§ Set problem A: Check each statement against the movie review and answer yes or no, quoting the words of the review that decide it: (i) The Hot Chick was directed by Tom Brady. (ii) The review rates Something Special three out of four. (iii) The reviewer had plenty of time for love as a teenager.
§ Set problem B: Reproduce everything in the movie review from "To say that" down to "lowest suggested dosage.".

------ Document section ------

To say that I have proven my case would be an understatement.  Clearly this is a movie made my dark minds for the sole purpose of cultivating more dark minds.  Something Special is a terrorist attack on the mid-eighties family that pops up every now and then on cable to entice and corrupt new youngster even to this day.  It is filth dressed up in flowers.  It is the serpent wearing a T-shirt that reads “Youth Pastor of the Year.”  It is—ONE GREAT FUCKING FILM! Four out of four on the DOA Syringe of Judgment.  

 

Warnings:  This product contains saccharine sweetness to cover the bitter taste of moral poison.  Those with allergies or a low tolerance for saccharine should avoid taking more than the lowest suggested dosage. 

 


THE HOT CHICK

 

2002

 

Directed by Tom Brady

Starring Rob Schneider, Anna Faris, Rachel McAdams, Matthew Lawrence.

Review Date: June 6, 2003

 

 

I have secret and it is a doozy.  A secret so shameful that I have not told anyone.  No one.  Except of course the guy at the bodega on the corner… and the woman who sells me my live chickens…and the guy who brings the doctor his daily delivery of classically trained ballet dancing chimps… and the doctor of course...and my dry cleaner (who removes blood and ambrosia salad stains no problem)…and the old Swedish couple who I keep in my closet to polish my boots and darn my fishnets…Hell, guess I’m telling just about everyone.  It is no longer a secret it is a goddamn obsession.  A shameful obsession?  Perhaps but that is the only kind worth having. Listen up bootlickers because this is the Nurse at her most vulnerable.  This is the nurse in love.  What is this secret turned shameful obsession?  I’ll say it loud and I’ll say it proud: I love The Hot Chick

 

What happens when you take a premise that works best in films aimed at young girls (Something Special, Just One of the Guys) and make it a vehicle for Rob Schneider whose target audience is the 12 to 20 year old male crowd?  You get one hell of an ‘80s throwback junior high party.  This movie is a chick flick with pop princess flair and at the same time it is all snakes and snails and puppy dog tails with physical comedy complete with pratfalls, farting, and gross-out gags.  I know that to those of you who have seen this movie my effusive praise may leave you all flummoxed but you must understand that I am going through my first adolescent crush and I fear it may have clouded my judgment.  I spent my teen years up to my elbows in robot lubricant, atomic batteries, and hydraulic pincers and I had little time for love.   But now, young love has come calling and I find myself sadly ill-prepared for its dizzying effects.  The only thing to do now is to try and loosen love’s stranglehold by dragging my new object of obsession through the cow pasture.  We will see if I’m still looking to cuddle when The Hot Chick stinks to high Heaven.  Let the parade of faults begin.

------ Data section ------

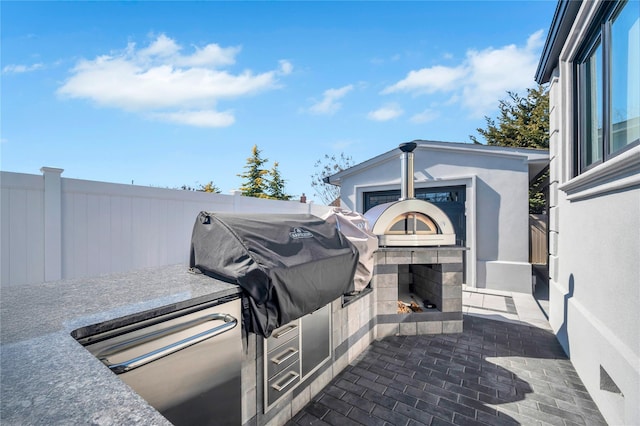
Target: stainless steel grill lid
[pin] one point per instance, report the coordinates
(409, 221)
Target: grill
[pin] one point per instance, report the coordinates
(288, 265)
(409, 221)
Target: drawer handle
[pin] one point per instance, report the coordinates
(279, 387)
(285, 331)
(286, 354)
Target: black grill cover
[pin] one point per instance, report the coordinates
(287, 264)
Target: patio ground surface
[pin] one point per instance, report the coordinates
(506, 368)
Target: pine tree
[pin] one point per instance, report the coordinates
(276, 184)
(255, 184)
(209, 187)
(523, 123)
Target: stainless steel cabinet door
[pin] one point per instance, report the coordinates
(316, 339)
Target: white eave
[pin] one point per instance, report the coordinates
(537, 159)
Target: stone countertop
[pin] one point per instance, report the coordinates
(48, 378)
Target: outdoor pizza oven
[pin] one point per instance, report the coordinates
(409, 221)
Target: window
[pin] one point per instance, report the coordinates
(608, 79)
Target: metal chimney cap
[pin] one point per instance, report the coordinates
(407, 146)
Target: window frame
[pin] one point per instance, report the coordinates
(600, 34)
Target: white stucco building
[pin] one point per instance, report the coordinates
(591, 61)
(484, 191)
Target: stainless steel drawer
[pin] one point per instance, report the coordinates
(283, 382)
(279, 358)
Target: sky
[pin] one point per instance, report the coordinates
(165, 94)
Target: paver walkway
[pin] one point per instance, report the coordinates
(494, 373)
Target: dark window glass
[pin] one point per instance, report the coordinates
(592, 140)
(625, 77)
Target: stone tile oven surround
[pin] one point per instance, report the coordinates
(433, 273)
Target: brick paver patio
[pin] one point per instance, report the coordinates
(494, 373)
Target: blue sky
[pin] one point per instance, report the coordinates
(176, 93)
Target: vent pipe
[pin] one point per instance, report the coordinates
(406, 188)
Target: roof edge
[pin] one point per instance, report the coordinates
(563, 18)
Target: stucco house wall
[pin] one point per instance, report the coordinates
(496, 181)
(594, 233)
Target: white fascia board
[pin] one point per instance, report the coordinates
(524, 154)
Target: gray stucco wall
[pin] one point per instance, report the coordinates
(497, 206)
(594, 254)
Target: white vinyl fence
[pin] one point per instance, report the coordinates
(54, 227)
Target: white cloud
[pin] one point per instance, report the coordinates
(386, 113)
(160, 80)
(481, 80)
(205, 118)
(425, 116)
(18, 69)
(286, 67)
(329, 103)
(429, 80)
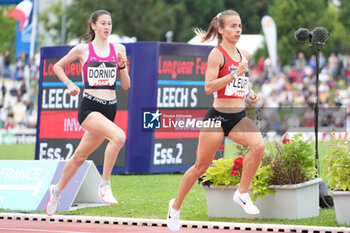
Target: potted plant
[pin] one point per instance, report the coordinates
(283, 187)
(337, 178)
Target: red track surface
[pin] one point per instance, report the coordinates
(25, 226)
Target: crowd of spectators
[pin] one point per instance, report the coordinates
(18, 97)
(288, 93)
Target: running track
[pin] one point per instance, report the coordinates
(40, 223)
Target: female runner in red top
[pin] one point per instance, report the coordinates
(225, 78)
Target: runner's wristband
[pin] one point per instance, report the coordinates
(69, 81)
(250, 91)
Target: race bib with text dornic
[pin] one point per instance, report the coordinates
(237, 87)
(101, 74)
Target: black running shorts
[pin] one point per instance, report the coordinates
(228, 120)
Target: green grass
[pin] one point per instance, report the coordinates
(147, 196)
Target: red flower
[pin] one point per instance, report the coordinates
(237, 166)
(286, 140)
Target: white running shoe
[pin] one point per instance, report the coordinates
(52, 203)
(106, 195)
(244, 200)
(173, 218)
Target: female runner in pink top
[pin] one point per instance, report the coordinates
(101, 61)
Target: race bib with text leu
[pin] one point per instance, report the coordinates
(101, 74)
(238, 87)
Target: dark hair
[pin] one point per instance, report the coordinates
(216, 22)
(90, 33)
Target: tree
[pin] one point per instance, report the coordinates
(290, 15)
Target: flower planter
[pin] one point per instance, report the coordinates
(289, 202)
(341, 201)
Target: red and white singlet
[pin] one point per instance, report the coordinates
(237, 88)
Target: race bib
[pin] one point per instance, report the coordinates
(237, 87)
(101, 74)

------
------ Data section ------

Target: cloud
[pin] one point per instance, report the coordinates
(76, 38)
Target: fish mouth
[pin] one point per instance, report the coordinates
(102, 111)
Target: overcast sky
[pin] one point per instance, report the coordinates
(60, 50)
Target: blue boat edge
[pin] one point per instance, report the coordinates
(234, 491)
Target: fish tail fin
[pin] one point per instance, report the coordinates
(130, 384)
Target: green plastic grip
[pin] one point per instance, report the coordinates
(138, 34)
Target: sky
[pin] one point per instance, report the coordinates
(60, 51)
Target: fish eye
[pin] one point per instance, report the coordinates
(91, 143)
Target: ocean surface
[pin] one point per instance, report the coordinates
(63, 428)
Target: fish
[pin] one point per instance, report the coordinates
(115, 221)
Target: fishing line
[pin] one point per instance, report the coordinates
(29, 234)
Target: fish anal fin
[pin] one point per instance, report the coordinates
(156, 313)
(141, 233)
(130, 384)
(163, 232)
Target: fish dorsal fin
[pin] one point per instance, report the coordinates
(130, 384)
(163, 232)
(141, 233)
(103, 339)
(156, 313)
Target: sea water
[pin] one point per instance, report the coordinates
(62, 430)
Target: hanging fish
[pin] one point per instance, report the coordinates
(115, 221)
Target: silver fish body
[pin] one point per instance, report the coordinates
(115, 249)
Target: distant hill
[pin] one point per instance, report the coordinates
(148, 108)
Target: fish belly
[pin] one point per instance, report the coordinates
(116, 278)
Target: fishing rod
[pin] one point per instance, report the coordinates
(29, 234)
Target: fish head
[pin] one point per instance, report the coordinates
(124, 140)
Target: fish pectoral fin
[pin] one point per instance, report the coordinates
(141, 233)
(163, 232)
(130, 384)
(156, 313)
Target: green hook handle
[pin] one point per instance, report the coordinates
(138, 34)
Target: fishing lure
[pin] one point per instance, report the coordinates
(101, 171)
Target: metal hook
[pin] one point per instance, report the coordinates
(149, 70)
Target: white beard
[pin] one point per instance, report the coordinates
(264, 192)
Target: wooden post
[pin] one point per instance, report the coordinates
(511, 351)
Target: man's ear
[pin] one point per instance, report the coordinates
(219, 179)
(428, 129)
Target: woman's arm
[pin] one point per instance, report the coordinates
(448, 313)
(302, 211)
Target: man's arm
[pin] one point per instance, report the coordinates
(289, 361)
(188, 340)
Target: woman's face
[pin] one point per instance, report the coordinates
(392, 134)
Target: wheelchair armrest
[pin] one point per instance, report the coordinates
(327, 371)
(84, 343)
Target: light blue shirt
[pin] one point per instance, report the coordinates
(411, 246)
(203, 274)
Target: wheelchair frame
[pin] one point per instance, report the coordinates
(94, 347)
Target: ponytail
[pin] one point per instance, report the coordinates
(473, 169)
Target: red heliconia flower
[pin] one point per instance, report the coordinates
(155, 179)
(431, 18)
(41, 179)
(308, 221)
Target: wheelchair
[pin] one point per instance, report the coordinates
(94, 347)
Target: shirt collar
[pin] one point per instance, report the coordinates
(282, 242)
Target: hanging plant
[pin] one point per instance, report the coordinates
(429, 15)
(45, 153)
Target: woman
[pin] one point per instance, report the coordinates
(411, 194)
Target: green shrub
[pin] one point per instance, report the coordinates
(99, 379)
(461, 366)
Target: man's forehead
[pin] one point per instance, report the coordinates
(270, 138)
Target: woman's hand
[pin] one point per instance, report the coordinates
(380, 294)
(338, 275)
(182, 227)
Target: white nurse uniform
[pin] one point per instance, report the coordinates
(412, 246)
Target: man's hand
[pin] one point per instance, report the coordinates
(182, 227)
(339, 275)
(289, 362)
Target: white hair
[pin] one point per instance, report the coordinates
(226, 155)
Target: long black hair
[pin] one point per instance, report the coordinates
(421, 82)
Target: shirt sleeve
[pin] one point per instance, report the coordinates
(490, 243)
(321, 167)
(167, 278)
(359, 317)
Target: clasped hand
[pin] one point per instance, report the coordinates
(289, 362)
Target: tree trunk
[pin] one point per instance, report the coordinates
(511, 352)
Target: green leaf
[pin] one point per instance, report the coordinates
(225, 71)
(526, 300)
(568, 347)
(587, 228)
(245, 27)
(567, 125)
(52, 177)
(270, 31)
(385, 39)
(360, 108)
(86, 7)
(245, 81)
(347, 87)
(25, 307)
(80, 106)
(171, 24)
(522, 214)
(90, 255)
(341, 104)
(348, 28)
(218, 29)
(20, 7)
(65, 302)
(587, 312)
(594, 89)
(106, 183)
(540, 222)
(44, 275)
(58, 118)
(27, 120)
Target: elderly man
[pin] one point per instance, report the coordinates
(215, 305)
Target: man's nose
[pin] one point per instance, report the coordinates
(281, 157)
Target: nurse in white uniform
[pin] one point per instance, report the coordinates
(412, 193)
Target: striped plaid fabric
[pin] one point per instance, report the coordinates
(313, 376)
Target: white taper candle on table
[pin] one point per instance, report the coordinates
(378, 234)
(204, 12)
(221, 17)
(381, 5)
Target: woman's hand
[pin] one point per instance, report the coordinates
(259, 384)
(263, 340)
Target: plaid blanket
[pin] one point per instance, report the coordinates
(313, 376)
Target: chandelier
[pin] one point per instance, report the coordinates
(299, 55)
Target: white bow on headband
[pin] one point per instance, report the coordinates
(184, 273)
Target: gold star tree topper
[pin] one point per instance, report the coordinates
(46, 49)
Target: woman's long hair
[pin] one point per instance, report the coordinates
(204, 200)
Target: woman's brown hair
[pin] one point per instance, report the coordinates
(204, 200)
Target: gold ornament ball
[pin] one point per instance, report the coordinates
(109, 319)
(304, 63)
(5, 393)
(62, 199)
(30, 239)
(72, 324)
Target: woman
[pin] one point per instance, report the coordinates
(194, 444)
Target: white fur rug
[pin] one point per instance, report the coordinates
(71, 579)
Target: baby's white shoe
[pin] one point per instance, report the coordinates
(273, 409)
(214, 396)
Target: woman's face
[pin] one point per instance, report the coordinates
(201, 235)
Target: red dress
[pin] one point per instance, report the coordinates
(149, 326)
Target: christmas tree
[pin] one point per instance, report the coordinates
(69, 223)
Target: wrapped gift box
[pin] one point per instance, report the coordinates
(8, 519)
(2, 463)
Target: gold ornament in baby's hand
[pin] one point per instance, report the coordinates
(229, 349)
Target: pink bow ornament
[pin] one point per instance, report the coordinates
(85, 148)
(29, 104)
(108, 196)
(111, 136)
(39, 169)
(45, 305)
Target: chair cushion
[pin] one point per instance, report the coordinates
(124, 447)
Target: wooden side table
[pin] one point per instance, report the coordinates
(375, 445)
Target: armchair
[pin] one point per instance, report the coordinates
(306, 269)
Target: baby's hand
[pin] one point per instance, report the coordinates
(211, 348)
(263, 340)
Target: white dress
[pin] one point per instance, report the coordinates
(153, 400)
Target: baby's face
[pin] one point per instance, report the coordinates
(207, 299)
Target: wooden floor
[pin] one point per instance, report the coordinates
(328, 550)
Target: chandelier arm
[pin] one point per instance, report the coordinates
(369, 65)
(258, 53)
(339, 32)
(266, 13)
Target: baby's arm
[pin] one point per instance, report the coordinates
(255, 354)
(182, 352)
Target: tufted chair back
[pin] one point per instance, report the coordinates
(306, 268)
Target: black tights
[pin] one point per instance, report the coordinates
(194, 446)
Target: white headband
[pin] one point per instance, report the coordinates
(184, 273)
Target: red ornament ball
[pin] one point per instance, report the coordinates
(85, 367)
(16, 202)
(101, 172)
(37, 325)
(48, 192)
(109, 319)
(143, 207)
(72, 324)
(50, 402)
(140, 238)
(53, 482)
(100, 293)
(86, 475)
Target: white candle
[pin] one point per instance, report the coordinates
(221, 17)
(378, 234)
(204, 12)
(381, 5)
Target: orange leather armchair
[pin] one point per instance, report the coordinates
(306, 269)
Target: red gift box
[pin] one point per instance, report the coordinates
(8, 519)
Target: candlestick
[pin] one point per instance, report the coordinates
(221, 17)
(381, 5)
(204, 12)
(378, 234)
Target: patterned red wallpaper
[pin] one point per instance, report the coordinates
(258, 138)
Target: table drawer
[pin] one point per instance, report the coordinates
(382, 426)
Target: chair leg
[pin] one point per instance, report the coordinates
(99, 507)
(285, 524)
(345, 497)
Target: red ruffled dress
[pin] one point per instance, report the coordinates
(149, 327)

------
------ Data section ------

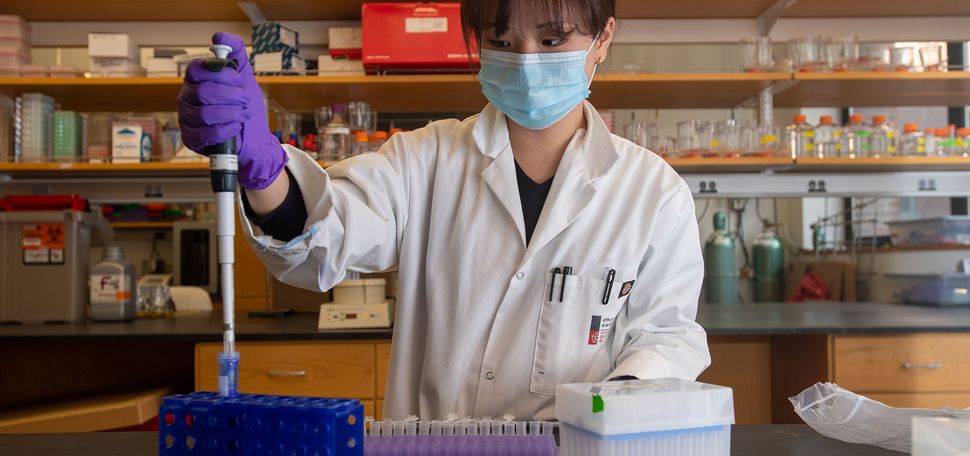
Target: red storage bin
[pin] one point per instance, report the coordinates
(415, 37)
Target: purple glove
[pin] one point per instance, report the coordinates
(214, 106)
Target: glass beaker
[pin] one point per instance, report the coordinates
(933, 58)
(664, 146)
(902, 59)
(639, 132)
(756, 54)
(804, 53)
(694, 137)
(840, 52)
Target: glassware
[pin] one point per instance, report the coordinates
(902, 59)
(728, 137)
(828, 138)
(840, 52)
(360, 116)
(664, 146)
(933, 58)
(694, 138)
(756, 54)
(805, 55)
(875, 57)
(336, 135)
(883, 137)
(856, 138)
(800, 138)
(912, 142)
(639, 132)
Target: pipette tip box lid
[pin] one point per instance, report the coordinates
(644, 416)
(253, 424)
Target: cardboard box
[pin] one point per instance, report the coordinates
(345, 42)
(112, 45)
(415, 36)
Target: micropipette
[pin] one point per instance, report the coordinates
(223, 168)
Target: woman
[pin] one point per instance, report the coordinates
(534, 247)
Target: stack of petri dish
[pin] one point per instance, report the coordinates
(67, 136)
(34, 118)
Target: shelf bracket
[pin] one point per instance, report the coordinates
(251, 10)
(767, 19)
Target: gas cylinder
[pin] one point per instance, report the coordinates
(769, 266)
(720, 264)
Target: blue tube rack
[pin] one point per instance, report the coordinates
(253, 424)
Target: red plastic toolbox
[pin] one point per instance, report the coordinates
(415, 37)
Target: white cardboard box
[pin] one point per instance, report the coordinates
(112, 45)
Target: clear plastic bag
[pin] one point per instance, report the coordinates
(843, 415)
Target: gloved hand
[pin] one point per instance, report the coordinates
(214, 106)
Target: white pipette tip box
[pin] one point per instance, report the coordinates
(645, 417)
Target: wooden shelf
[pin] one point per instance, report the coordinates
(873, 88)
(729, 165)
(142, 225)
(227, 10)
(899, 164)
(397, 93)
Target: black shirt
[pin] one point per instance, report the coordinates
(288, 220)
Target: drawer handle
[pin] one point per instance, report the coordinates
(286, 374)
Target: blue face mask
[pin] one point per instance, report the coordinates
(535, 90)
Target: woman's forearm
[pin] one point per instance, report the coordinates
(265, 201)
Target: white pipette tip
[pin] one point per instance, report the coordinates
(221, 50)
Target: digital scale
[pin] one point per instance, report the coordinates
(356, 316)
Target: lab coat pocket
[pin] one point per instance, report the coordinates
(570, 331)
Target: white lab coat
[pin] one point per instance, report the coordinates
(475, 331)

------

§ Correct answer A:
(i) Yes: "Directed by Tom Brady"
(ii) No: "Four out of four on the DOA Syringe of Judgment."
(iii) No: "I had little time for love."

§ Correct answer B:
To say that I have proven my case would be an understatement.  Clearly this is a movie made my dark minds for the sole purpose of cultivating more dark minds.  Something Special is a terrorist attack on the mid-eighties family that pops up every now and then on cable to entice and corrupt new youngster even to this day.  It is filth dressed up in flowers.  It is the serpent wearing a T-shirt that reads “Youth Pastor of the Year.”  It is—ONE GREAT FUCKING FILM! Four out of four on the DOA Syringe of Judgment.  

 

Warnings:  This product contains saccharine sweetness to cover the bitter taste of moral poison.  Those with allergies or a low tolerance for saccharine should avoid taking more than the lowest suggested dosage.